● The input
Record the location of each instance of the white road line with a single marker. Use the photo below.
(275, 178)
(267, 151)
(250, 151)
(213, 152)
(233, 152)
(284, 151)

● To be done
Rescale the lines above by copying them all, requests included, and multiplying every coordinate in the answers by 0.6, rounding each result to a whole number with halves rounded up.

● Response to this task
Record the location of each instance of the white road line with a single marker. Use the photo below.
(165, 107)
(160, 91)
(150, 91)
(128, 91)
(140, 91)
(170, 91)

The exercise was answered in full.